Written instruction 1: Select every line of the entries that contains the word "white", and copy each one in full. Case counts.

━━━━━━

Accessibility links

Breaking News

Vatican Taps Ex-Fox Reporter, Woman in New Spokesman Team


FILE - Vatican spokesman Father Federico Lombardi, left, and Vatican communications adviser Greg Burke present Pope Benedict XVI's Twitter web page to journalists at the Vatican press hall, Dec. 3, 2012. Pope Francis named Burke as his spokesman, July 11, 2016.
FILE - Vatican spokesman Father Federico Lombardi, left, and Vatican communications adviser Greg Burke present Pope Benedict XVI's Twitter web page to journalists at the Vatican press hall, Dec. 3, 2012. Pope Francis named Burke as his spokesman, July 11, 2016.

Pope Francis on Monday named a former Fox TV correspondent as his spokesman and tapped a Spanish woman to be the deputy, the first time a woman has held the post.

Greg Burke, 56, takes over from the Rev. Federico Lombardi, 73, a Jesuit like Francis who has been Vatican spokesman for a decade. Burke, who is a member of the conservative Opus Dei movement, in December moved in as Lombardi's deputy after working as a communications adviser in the Vatican's secretariat of state since 2012.

His deputy will be Paloma Garcia Ovejero, 40, currently the Vatican correspondent for the Spanish broadcaster Cadena Cope.

The change is part of an overhaul of the Vatican's entire communications operations aimed at centralizing authority under the new Secretariat for Communications headed by Monsignor Dario Vigano.

Vigano presented Burke and Ovejero to the Vatican press corps Monday after the three had a tete-a-tete with Francis.

━━━━━━

Written instruction 2: According to the article on the Vatican's new spokesman team, who was named deputy spokesman?

Data in this exercise:

━━━━━━

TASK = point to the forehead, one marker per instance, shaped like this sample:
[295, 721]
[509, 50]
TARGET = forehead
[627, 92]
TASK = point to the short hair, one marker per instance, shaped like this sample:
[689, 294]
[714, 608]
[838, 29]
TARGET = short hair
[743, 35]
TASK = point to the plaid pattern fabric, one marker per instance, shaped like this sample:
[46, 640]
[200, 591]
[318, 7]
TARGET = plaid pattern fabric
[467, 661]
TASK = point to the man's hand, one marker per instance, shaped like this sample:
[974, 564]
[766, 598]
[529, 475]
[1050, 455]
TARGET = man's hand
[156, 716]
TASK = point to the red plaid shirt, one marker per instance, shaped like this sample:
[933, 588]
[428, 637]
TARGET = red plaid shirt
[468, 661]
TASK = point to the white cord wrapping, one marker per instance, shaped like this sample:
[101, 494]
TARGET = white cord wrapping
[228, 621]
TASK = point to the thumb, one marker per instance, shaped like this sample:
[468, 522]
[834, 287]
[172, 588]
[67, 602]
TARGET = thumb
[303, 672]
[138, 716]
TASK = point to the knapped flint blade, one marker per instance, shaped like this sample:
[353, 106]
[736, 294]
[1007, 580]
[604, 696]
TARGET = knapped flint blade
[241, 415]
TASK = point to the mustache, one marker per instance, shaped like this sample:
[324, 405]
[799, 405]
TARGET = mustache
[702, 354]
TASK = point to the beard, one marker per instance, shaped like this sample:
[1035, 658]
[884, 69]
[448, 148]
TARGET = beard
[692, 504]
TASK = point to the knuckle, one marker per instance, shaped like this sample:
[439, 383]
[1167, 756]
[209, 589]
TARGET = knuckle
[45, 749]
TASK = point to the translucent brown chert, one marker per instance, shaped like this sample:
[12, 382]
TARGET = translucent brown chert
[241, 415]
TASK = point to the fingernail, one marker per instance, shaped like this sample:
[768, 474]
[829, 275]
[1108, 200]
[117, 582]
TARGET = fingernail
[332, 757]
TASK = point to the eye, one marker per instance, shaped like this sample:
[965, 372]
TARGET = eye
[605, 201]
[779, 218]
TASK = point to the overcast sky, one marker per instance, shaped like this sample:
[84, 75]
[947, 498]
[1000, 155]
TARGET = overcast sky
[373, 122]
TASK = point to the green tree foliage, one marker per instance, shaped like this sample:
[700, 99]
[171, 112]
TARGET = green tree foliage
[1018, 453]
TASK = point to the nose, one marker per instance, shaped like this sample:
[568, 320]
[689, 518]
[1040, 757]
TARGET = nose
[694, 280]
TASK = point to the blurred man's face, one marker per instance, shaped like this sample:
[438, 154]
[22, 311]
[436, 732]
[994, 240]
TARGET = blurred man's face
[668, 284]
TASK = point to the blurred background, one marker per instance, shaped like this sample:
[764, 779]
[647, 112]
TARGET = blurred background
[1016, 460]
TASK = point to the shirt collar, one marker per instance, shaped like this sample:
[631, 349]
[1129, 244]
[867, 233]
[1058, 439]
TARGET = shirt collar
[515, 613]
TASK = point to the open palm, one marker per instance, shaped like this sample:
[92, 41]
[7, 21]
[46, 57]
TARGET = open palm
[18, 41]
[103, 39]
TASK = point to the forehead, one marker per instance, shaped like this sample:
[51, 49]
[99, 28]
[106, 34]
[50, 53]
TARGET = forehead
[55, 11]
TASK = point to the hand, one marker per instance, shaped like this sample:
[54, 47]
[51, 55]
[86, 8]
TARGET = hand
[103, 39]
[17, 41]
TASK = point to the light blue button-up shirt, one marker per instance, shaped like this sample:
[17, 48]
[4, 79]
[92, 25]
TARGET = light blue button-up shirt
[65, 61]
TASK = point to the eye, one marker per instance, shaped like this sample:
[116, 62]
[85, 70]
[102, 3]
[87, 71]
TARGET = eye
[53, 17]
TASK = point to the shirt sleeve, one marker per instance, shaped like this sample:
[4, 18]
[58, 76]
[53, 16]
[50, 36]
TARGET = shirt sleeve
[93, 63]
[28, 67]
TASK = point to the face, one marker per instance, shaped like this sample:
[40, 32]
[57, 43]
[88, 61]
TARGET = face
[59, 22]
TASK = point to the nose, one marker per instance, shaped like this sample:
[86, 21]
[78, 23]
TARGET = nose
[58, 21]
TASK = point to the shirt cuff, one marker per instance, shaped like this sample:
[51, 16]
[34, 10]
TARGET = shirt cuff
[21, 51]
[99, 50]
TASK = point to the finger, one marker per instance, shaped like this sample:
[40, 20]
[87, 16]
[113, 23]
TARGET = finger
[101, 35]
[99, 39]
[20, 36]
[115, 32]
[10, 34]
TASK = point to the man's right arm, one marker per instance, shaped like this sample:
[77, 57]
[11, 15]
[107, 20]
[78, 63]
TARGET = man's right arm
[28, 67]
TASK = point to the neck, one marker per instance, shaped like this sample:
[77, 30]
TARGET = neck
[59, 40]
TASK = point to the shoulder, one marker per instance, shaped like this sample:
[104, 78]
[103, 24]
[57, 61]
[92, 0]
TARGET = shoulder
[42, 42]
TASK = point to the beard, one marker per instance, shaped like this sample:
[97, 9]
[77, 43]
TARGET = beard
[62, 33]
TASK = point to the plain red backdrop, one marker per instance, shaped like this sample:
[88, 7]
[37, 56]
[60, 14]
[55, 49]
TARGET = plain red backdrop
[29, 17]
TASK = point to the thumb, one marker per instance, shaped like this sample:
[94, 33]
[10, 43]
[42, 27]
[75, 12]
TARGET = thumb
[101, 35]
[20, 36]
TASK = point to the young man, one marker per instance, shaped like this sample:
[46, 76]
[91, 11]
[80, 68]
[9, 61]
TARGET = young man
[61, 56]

━━━━━━

Full output 1:
TASK = point to the white cord wrapping, one marker per instance, shaped like this sample:
TARGET = white cord wrapping

Full output 2: Paloma Garcia Ovejero, 40, the Vatican correspondent for the Spanish broadcaster Cadena Cope, was named deputy spokesman.